• Exercise instructions
Provide only the number of lines below that hold "with".

• Excerpted records
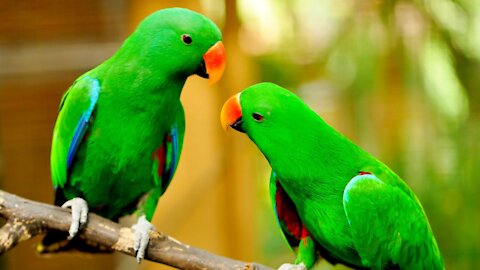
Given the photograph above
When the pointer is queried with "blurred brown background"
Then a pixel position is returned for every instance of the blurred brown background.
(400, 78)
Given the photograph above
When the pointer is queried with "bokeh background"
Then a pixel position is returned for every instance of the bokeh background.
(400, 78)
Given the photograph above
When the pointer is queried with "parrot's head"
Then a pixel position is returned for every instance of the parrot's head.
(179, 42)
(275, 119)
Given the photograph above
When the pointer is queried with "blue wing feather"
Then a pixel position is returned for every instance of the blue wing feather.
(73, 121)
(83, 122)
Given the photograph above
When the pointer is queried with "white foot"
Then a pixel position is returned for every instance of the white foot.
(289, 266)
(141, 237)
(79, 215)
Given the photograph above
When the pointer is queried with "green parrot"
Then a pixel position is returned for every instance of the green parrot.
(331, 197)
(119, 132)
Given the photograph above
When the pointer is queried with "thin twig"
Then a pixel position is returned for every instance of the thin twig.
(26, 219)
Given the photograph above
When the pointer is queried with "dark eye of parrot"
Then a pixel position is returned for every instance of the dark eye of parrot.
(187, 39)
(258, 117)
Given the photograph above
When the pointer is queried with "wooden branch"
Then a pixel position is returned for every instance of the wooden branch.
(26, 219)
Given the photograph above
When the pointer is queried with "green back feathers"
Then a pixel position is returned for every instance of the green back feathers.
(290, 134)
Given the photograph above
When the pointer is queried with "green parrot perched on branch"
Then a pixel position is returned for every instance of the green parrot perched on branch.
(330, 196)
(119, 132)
==
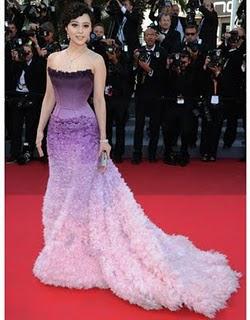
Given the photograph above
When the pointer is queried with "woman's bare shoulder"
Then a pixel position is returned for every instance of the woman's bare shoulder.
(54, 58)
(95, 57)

• Exercise solution
12